EXCERPT TO READ =>
--- --- ---
[fix][broker]Fix repeatedly acquire pending reads quota #23869

poorbarcode · 2025-01-20T14:19:15Z

Motivation

Background

Broker will limit the pending reading to Bookies if enabled managedLedgerMaxReadsInFlightSize
[managed-ledger] Do not send duplicate reads to BK/offloaders #17241 introduced a mechanism that merges BK reading requests if we can, for example:
- Request-1: Read entry 50~59
- Request-2: Read entry 50~69
- The Request-2 will wait for Request-1, and only send a real request that reads 60~69 after Request-1 is finished.

Issue

The Request-2 above requests repeatedly
- It requests 50~70 when creating.
- It requests another range 61~70 after Request-1 is finished.
Expected: Request-2 acquire 20 quota.
Exact: Request-2 acquire 40 quota.
You can call testPreciseLimitation to reproduce the issue

Modifications

Fix the issue.

Documentation

doc
doc-required
doc-not-needed
doc-complete

Matching PR in forked repository

PR in forked repository: x

lhotari · 2025-01-23T07:02:08Z

...er/src/test/java/org/apache/bookkeeper/mledger/impl/InflightReadsLimiterIntegrationTest.java

+        LedgerHandle currentLedger = ml.currentLedger;
+        LedgerHandle spyCurrentLedger = Mockito.spy(currentLedger);
+        ml.currentLedger = spyCurrentLedger;
+        Answer answer = invocation -> {
+            long firstEntry = (long) invocation.getArguments()[0];
+            log.info("reading entry: {}", firstEntry);
+            if (firstEntry == start1) {
+                // Wait 3s to make
+                firstReadingStarted.countDown();
+                readCompleteSignal1.await();
+                Object res = invocation.callRealMethod();
+                return res;
+            } else if(secondReadEntries.contains(firstEntry)) {
+                final CompletableFuture res = new CompletableFuture<>();
+                threadFactory.newThread(() -> {
+                    try {
+                        readCompleteSignal2.await();
+                        CompletableFuture<LedgerEntries> future =
+                                (CompletableFuture<LedgerEntries>) invocation.callRealMethod();
+                        future.thenAccept(v -> {
+                            res.complete(v);
+                        }).exceptionally(ex -> {
+                            res.completeExceptionally(ex);
+                            return null;
+                        });
+                    } catch (Throwable ex) {
+                        res.completeExceptionally(ex);
+                    }
+                }).start();
+                return res;
+            } else {
+                return invocation.callRealMethod();
+            }
+        };
+        doAnswer(answer).when(spyCurrentLedger).readAsync(anyLong(), anyLong());
+        doAnswer(answer).when(spyCurrentLedger).readUnconfirmedAsync(anyLong(), anyLong());


I wonder if the PulsarMockBookKeeper read handle interceptor (added in #23875) could be used here to avoid the use of Mockito?
--- --- ---
DATASET RECORDS =>
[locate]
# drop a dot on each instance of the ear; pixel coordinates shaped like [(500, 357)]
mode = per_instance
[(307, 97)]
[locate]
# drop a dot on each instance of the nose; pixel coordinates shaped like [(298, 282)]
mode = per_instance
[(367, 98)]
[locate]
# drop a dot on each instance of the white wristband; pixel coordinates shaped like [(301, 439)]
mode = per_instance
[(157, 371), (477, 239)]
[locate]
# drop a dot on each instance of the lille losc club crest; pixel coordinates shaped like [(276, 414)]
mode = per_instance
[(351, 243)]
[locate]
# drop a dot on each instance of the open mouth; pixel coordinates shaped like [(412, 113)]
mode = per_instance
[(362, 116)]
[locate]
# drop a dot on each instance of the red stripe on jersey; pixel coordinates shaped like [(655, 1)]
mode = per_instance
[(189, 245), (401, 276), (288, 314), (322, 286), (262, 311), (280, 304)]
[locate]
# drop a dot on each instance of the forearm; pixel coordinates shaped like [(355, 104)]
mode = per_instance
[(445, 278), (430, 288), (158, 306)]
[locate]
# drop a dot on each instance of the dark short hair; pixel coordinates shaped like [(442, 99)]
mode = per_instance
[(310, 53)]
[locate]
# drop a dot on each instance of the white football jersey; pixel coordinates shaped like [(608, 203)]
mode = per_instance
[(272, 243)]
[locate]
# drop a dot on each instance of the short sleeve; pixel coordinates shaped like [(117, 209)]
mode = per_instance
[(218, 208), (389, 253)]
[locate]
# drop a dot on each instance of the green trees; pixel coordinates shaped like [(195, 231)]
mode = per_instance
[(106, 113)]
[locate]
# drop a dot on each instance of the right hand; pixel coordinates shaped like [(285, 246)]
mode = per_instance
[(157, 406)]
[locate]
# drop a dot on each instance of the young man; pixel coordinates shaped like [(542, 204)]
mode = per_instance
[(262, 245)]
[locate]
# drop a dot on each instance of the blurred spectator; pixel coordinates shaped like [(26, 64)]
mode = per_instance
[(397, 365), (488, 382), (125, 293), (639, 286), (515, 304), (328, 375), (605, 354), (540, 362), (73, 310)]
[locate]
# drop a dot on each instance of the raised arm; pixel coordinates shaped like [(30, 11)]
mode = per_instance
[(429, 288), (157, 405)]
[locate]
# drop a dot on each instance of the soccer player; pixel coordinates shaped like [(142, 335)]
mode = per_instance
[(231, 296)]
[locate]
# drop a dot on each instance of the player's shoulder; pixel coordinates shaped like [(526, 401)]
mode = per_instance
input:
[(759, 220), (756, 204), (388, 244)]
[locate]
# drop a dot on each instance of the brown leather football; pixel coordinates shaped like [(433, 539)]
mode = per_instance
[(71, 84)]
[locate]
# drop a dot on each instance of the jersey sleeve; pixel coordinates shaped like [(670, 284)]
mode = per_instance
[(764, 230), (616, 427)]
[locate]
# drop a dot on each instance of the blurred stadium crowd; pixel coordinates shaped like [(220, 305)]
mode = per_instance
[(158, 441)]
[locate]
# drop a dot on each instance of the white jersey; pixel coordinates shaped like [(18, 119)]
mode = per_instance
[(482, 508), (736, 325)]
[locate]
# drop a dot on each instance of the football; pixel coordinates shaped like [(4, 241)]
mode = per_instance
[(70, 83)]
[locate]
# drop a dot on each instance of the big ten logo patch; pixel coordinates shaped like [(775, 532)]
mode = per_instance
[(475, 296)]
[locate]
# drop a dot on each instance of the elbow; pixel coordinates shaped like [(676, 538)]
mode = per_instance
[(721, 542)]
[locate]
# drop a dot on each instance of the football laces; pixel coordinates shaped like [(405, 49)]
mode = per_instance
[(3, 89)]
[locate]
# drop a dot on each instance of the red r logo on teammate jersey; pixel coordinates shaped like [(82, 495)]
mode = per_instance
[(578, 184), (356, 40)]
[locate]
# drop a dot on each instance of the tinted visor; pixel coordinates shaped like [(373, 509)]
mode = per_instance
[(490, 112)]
--- --- ---
BRIEF 1 => Pull out every line of the records that contains the string "logo", matching upper and lower case exactly.
BRIEF 2 => Write the next part of the pull request thread on the pending reads quota fix, starting after its last sentence.

EXERCISE ANSWER 1 =>
# drop a dot on each instance of the big ten logo patch; pixel coordinates shaped like [(775, 532)]
# drop a dot on each instance of the red r logo on teammate jersey; pixel coordinates shaped like [(82, 495)]

EXERCISE ANSWER 2 =>
I agree, but the current mock is compatible with both the mocked Bookie client and the real Bookie client.

That's true, but this test uses PulsarMockBookKeeper. The problem with Mockito is that it requires injecting changes deeply into the implementation. Incorrect use of Mockito could result in thread safety issues and other issues, causing flaky tests.
btw. When there are a large number of operations, Mockito Spies that record invocations should only be used when the invocations are validated. We have a helper for spies that don't record invocations (that could cause OOME issues in tests):

pulsar/pulsar-broker/src/test/java/org/apache/pulsar/broker/BrokerTestUtil.java

Lines 99 to 112 in 52e8730

/**

* Create a Mockito spy that is stub-only which does not record method invocations,

* thus saving memory but disallowing verification of invocations.

*

* @param object to spy on

* @return a spy of the real object

* @param <T> type of object

*/

public static <T> T spyWithoutRecordingInvocations(T object) {

return Mockito.mock((Class<T>) object.getClass(), Mockito.withSettings()

.spiedInstance(object)

.defaultAnswer(Mockito.CALLS_REAL_METHODS)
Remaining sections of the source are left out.